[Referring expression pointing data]
──────
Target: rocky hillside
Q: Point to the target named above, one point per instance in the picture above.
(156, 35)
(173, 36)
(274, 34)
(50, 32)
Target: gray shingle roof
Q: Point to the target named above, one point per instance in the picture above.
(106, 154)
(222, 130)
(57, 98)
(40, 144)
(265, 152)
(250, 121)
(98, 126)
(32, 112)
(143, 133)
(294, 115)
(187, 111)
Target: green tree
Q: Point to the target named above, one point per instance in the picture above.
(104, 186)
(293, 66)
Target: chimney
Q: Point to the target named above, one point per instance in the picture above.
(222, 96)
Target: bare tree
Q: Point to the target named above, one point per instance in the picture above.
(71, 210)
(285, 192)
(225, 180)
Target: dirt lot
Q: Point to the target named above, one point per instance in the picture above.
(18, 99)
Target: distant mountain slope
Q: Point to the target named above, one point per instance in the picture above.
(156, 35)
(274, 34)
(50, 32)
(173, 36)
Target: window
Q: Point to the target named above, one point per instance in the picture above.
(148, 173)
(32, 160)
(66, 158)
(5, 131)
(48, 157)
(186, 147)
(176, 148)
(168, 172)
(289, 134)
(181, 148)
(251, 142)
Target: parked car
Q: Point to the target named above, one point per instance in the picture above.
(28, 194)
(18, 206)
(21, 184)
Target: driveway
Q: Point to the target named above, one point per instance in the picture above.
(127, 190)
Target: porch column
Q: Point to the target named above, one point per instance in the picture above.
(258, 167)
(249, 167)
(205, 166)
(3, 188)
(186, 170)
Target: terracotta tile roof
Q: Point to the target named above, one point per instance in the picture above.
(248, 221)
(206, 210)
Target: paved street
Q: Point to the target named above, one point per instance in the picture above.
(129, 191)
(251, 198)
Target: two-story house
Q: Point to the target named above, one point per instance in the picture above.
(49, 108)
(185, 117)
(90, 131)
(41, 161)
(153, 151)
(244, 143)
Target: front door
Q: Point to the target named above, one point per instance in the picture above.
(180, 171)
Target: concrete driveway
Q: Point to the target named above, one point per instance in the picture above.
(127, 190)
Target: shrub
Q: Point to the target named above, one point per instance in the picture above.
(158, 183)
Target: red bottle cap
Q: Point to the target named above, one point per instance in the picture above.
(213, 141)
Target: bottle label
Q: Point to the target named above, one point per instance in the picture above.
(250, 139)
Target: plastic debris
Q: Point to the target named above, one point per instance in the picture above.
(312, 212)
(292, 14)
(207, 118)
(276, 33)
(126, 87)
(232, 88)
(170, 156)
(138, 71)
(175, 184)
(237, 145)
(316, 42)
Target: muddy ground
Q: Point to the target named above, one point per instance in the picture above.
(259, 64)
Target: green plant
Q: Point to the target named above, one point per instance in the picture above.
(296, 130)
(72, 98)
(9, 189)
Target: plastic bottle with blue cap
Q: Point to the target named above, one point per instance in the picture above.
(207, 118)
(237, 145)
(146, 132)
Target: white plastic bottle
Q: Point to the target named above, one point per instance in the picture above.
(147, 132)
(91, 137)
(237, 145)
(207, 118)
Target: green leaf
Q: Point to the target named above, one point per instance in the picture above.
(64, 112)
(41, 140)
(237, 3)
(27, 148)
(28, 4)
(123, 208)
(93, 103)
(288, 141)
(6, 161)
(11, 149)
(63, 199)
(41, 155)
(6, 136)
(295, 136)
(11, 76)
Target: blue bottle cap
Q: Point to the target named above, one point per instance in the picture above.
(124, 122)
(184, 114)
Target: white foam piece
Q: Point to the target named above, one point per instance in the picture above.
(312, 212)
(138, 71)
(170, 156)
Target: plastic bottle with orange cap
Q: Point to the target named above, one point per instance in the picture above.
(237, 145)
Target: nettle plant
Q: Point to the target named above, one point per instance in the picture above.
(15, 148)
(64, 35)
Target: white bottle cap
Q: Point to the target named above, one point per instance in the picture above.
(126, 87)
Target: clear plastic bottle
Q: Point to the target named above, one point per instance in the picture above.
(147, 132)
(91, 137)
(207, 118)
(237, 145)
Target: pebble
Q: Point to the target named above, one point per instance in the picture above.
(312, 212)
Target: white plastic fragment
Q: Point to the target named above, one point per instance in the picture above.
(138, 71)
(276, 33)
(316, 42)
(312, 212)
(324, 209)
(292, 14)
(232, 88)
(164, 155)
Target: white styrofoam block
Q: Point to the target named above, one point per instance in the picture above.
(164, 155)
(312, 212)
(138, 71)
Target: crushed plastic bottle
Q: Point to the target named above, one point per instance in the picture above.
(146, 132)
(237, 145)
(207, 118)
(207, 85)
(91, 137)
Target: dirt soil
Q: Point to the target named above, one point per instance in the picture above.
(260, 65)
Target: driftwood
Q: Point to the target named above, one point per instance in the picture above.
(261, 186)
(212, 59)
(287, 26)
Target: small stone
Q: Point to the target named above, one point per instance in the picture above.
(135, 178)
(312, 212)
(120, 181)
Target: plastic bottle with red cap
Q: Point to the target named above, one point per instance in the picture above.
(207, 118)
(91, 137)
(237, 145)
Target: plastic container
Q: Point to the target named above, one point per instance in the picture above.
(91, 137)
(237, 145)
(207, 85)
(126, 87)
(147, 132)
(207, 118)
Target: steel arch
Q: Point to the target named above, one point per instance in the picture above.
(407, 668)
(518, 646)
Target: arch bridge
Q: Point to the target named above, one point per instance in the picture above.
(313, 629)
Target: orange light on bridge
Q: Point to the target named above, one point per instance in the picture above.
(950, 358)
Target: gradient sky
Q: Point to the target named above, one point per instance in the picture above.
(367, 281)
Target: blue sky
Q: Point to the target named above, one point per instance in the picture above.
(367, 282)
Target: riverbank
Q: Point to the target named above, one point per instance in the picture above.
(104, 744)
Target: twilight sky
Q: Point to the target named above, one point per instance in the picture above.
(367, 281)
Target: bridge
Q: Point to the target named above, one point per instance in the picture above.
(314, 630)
──────
→ **Exercise goal**
Only lines holding the word "green" are wanted, so copy each of them from the records above.

→ **Completed task**
Target: green tree
Target: green plant
Target: green leaf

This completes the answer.